What is being asked:
Answer these questions from the text on canine dilated cardiomyopathy below:
1. Which test is used first when diagnosing DCM?
2. What range of survival times does the text estimate?
3. What does the text give as the meaning of syncope?

Exercise text:
——

Canine Dilated Cardiomyopathy (DCM)

Dilated cardiomyopathy (DCM) is one of the most common cardiac diseases in dogs. DCM most frequently affects older, male, large breed dogs, such as dobermans, boxers, and st. bernards. But, DCM has also been noted in cocker spaniels. DCM involves the dilation of the cardiac chambers resulting in decreased cardiac output.
The most common clinical signs of DCM include right-sided heart failure consisting of ascites (free fluid in the abdomen), weight loss, hepatomegaly (enlarged liver) and abdominal distension. Left-sided heart failure can also occur with DCM resulting in pulmonary edema, coughing, and syncope (collapse episodes).
DCM is diagnosed first by radiographs to determine if the heart is enlarged, followed by an echocardiogram to measure chamber size and cardiac wall thickness. An ECG (electrocardiogram) is also recommended to evaluate for any cardiac rhythm disturbances.
Although there is no cure for DCM, treatment is available with the focus on keeping the patient comfortable, and extending quality of life. Treatment consists of oral cardiac medications and monitoring for response via echocardiogram, ECG and bloodwork.
Prognosis for DCM is guarded with estimated survival times ranging from 6 months to 2 years depending on response to treatment and severity of disease.

——

Data for analysis:
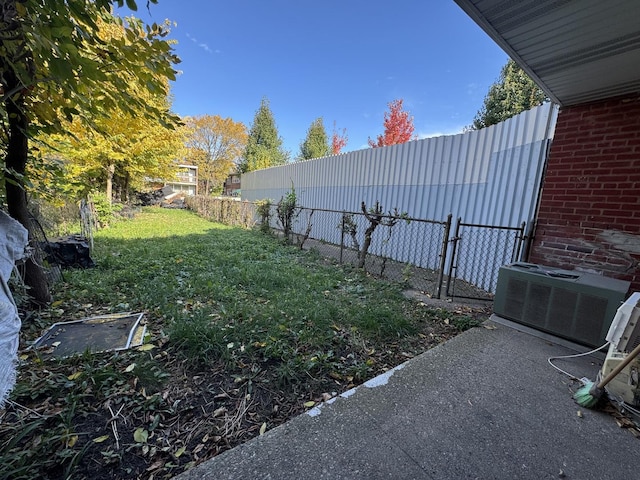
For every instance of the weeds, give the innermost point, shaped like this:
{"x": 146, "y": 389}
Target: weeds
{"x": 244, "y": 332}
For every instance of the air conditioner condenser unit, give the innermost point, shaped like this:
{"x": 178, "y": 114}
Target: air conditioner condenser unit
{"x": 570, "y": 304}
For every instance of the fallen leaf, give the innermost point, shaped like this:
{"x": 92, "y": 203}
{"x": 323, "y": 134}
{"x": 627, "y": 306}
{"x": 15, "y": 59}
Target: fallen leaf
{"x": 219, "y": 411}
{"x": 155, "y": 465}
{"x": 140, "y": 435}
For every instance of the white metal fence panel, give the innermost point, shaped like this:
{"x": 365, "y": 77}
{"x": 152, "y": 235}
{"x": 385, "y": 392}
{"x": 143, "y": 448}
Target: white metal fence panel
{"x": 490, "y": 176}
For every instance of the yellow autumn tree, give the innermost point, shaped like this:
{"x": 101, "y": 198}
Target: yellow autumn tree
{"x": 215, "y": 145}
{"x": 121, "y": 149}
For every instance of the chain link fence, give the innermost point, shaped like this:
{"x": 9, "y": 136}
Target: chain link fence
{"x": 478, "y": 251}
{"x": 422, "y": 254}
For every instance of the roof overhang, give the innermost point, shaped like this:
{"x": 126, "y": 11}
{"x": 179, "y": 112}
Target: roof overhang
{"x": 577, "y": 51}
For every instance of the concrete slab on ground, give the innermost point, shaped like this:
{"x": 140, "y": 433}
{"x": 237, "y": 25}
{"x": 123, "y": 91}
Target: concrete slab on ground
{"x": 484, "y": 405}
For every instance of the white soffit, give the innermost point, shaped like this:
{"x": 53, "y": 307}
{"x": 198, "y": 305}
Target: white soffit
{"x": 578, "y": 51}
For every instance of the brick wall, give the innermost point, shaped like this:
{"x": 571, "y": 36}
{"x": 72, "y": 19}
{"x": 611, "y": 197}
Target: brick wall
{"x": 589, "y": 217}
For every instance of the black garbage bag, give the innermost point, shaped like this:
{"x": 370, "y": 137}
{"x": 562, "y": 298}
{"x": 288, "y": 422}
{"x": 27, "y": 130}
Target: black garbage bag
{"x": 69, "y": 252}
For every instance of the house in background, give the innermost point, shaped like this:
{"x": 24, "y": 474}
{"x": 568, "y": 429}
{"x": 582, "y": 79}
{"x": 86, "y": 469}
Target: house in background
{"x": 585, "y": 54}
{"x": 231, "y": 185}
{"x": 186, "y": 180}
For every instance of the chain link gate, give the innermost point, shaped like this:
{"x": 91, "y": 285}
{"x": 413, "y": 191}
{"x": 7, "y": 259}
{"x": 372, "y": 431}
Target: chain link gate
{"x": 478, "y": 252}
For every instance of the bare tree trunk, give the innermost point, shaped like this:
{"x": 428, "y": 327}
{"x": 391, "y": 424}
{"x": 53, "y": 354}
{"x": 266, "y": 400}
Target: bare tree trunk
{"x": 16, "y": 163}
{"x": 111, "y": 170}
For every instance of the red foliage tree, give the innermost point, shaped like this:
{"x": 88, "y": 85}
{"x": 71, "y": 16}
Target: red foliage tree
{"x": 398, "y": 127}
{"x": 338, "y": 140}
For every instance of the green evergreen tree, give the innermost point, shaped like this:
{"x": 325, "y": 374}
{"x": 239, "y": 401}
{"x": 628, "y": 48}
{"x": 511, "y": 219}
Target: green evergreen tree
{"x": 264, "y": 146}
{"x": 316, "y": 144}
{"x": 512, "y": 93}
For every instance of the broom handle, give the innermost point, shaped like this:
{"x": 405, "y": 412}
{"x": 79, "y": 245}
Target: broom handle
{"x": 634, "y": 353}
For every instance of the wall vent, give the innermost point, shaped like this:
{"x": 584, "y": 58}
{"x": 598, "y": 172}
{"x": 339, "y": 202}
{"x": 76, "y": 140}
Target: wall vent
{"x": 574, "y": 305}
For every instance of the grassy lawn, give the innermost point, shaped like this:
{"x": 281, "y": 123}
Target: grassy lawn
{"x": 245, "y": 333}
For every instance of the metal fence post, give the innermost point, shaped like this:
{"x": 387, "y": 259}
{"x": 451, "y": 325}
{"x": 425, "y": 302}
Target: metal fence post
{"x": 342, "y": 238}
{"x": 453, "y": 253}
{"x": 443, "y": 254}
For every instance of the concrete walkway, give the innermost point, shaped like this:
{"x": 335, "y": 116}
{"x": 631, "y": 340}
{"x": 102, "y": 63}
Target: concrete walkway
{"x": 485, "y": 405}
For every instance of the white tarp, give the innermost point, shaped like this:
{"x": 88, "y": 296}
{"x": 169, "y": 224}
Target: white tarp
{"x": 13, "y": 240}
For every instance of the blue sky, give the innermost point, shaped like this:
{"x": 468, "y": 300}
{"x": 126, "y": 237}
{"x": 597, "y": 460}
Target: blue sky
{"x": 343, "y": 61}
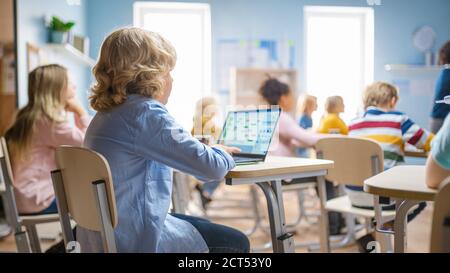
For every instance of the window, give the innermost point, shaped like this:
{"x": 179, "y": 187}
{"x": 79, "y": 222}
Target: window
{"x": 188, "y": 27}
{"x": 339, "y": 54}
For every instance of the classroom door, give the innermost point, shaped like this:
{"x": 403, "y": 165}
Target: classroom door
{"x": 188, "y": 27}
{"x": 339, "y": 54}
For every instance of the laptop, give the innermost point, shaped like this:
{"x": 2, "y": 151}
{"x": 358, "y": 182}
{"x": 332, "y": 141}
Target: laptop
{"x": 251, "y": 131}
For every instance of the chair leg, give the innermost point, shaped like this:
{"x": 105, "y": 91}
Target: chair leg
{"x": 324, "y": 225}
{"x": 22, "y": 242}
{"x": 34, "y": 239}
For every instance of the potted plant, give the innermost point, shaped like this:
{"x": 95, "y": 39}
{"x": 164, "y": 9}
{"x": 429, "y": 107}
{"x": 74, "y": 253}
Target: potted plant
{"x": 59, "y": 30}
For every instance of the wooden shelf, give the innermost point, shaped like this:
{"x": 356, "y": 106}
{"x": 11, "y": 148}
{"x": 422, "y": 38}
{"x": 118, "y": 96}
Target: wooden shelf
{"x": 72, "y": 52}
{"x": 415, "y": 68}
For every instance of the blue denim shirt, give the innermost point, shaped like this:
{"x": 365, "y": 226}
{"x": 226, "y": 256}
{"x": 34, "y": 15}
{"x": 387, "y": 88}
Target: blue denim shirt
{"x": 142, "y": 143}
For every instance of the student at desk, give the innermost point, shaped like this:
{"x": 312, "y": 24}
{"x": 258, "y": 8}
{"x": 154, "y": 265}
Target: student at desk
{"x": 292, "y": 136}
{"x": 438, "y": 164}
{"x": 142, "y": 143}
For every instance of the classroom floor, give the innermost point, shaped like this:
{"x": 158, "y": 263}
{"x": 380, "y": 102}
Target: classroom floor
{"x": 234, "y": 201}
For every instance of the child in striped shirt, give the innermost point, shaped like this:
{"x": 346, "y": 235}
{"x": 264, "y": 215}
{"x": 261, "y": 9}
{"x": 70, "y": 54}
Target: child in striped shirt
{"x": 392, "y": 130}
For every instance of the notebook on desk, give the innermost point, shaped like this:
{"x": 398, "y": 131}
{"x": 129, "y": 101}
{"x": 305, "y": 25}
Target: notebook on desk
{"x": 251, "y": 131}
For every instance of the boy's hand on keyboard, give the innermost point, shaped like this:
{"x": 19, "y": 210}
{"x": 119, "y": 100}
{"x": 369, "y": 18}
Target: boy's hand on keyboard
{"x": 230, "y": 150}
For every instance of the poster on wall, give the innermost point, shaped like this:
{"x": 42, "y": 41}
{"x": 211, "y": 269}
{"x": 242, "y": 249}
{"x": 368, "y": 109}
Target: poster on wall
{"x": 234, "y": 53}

——

Exercise answer:
1. Radiographs.
2. From 6 months to 2 years.
3. Collapse episodes.